Citado na postagem anterior, o vídeo que empresta o título a esta postagem (publicado em agosto deste ano em um
canal no You Tube denominado “O
Labirinto”) terá um terço dele transcrito nesta postagem. Por que a
transcrição? Porque, em termos de provocação de reflexões, considero que entre a leitura e a
audição de um texto, a leitura seja mais eficaz. Por quê? Porque enquanto a
leitura ocorre na velocidade estabelecida pelo leitor, a audição ocorre na
velocidade estabelecida pelo narrador. Sendo assim, quem lê pode deter-se em
trechos do texto, relê-los, sublinhá-los, acrescentar-lhes observações etc, o
que não é possível a quem ouve. Por que apenas um terço? Para tentar não
afugentar leitores de curto fôlego para leituras, nestes tempos em que qualquer
texto, que exceda uma indeterminada quantidade de linhas a cada dia menor, é
considerado um textão. Feito este preâmbulo, passemos ao texto.
Estratégia maligna do sistema para escravizar nossas crianças
A mente
de uma criança é como uma chama recém acesa: frágil, luminosa e cheia de
potencial para iluminar caminhos desconhecidos. No entanto, em vez de protegida
do vento da manipulação, essa chama é muitas vezes direcionada, controlada e
moldada segundo os interesses de uma sociedade que teme a liberdade plena de pensamento.

■ ■ ■ ■ ■ ■ ■

▶ _O que se pede_
Reproduza sem alterações a parte do trecho da página acima que começa em “Citado na postagem” e segue até “passemos ao texto.”, inclusive.

▶ _Dados fornecidos_
■ ■ ■ ■ ■ ■ ■

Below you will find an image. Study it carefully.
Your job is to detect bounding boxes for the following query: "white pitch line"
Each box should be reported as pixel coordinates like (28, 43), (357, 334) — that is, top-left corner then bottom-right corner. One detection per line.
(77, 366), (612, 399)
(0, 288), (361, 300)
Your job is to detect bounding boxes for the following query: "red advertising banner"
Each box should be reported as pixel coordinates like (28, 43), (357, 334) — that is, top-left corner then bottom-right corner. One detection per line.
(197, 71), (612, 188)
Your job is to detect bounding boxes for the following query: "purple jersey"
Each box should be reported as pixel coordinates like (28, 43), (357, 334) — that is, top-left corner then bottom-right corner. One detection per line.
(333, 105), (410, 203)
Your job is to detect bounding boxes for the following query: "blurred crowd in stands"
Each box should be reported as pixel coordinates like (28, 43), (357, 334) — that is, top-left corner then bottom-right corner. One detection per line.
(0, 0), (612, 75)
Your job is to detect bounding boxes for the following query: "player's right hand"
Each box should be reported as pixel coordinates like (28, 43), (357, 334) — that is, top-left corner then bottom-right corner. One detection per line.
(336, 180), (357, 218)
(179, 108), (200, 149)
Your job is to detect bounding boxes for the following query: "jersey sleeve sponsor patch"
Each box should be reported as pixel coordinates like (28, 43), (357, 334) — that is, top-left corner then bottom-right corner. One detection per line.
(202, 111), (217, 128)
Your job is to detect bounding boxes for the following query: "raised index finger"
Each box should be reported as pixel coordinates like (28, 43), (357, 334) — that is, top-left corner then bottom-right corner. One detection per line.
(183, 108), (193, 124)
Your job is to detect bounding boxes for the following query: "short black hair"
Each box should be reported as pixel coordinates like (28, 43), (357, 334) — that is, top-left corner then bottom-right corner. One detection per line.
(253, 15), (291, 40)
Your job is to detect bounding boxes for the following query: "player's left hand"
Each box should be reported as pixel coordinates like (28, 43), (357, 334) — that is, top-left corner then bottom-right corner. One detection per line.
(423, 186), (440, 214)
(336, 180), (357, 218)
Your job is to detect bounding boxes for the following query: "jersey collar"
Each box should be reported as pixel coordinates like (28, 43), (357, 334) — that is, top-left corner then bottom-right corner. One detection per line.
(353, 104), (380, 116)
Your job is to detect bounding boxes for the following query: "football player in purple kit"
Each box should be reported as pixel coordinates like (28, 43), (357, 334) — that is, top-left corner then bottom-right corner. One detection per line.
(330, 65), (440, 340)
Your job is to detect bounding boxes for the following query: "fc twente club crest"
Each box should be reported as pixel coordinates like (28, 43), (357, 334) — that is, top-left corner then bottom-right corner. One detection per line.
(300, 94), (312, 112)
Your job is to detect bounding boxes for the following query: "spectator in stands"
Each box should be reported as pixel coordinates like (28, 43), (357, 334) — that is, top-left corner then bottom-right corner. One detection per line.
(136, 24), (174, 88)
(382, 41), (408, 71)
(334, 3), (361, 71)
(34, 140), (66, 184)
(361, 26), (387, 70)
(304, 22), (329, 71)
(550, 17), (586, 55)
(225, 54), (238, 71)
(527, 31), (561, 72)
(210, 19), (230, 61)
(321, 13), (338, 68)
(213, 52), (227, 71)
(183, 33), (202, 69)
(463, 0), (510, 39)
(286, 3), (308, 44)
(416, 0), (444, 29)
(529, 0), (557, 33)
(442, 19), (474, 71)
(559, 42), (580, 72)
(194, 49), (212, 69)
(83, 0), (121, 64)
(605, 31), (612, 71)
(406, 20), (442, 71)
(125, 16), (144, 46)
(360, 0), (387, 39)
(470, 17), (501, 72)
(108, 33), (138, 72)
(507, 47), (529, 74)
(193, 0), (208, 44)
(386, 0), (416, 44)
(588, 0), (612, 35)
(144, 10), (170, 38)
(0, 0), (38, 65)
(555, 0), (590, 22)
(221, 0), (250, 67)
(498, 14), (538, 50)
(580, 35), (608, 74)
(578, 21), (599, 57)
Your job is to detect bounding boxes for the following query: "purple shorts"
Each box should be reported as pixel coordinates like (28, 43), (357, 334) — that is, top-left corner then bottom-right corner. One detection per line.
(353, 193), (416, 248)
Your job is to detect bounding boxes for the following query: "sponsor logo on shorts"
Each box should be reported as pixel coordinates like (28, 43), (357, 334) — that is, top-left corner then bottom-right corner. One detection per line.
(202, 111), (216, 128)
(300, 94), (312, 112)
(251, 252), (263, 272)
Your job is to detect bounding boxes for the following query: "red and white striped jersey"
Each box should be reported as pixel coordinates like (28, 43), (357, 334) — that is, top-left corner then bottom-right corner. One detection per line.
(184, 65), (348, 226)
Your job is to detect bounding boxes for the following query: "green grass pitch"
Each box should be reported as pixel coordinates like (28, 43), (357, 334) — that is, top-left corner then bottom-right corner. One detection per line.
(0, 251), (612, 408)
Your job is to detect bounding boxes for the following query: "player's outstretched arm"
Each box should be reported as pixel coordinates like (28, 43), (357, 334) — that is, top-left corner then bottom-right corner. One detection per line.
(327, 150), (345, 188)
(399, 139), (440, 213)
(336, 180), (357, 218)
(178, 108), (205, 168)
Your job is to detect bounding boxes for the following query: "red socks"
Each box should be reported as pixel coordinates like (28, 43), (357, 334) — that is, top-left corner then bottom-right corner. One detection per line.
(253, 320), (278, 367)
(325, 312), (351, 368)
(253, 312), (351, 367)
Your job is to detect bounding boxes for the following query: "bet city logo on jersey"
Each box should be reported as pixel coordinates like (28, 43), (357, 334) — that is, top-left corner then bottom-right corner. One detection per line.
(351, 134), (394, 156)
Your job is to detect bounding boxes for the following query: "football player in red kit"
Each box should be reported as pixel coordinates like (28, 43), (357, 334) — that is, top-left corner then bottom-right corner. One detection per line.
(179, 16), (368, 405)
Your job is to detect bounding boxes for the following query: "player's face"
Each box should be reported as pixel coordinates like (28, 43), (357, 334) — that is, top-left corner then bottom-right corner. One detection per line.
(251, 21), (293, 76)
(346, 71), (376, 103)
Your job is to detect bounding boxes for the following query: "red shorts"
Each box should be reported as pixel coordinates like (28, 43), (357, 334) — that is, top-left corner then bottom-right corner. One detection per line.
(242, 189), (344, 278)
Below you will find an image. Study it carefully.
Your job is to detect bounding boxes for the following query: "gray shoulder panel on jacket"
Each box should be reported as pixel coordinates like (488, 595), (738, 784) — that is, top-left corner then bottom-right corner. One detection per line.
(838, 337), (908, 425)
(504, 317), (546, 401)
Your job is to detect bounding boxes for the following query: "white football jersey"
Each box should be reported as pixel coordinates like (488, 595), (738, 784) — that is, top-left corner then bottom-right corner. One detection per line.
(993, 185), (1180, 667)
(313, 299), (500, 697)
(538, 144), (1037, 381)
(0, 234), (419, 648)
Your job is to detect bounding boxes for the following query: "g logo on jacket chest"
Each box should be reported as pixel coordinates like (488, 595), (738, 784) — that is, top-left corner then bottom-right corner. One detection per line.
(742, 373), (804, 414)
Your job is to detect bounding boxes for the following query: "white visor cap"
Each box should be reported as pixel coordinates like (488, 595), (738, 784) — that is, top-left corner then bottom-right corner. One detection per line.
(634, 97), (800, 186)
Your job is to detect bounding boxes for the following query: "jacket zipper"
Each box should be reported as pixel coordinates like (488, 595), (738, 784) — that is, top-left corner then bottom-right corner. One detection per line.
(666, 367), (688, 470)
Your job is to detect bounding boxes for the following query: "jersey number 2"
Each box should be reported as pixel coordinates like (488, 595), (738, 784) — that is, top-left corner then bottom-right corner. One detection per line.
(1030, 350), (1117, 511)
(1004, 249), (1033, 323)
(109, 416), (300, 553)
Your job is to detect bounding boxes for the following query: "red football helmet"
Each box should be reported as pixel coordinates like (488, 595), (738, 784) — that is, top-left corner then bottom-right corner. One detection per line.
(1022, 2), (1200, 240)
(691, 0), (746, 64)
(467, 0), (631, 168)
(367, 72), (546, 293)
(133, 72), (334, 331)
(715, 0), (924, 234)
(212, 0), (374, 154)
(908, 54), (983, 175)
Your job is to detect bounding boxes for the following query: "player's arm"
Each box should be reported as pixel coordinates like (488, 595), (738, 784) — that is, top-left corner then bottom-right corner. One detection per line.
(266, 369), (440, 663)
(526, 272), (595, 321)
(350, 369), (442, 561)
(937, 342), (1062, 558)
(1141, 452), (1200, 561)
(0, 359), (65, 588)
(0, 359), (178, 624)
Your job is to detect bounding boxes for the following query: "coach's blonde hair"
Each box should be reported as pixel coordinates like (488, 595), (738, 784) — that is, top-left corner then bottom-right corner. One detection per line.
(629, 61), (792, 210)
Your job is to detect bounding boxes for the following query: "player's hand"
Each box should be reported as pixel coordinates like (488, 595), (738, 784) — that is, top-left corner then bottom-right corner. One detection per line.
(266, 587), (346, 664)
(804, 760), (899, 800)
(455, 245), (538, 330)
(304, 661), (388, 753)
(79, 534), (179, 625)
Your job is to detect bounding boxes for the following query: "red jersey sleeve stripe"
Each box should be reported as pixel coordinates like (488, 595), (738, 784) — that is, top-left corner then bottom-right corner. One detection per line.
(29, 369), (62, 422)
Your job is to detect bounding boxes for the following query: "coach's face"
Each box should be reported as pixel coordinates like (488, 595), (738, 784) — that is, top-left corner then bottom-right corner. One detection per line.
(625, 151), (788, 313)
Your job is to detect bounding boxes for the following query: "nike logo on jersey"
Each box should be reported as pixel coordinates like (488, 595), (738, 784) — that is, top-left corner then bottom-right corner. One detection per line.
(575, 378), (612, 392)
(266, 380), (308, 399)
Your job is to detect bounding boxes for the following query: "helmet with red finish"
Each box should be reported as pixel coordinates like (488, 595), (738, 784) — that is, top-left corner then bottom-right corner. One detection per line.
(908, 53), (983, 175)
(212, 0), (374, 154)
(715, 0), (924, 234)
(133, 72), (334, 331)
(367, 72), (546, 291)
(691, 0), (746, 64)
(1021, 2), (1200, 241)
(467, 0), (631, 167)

■ ■ ■ ■ ■ ■ ■

▶ _Solução da tarefa_
Citado na postagem anterior, o vídeo que empresta o título a esta postagem (publicado em agosto deste ano em um
canal no You Tube denominado “O
Labirinto”) terá um terço dele transcrito nesta postagem. Por que a
transcrição? Porque, em termos de provocação de reflexões, considero que entre a leitura e a
audição de um texto, a leitura seja mais eficaz. Por quê? Porque enquanto a
leitura ocorre na velocidade estabelecida pelo leitor, a audição ocorre na
velocidade estabelecida pelo narrador. Sendo assim, quem lê pode deter-se em
trechos do texto, relê-los, sublinhá-los, acrescentar-lhes observações etc, o
que não é possível a quem ouve. Por que apenas um terço? Para tentar não
afugentar leitores de curto fôlego para leituras, nestes tempos em que qualquer
texto, que exceda uma indeterminada quantidade de linhas a cada dia menor, é
considerado um textão. Feito este preâmbulo, passemos ao texto.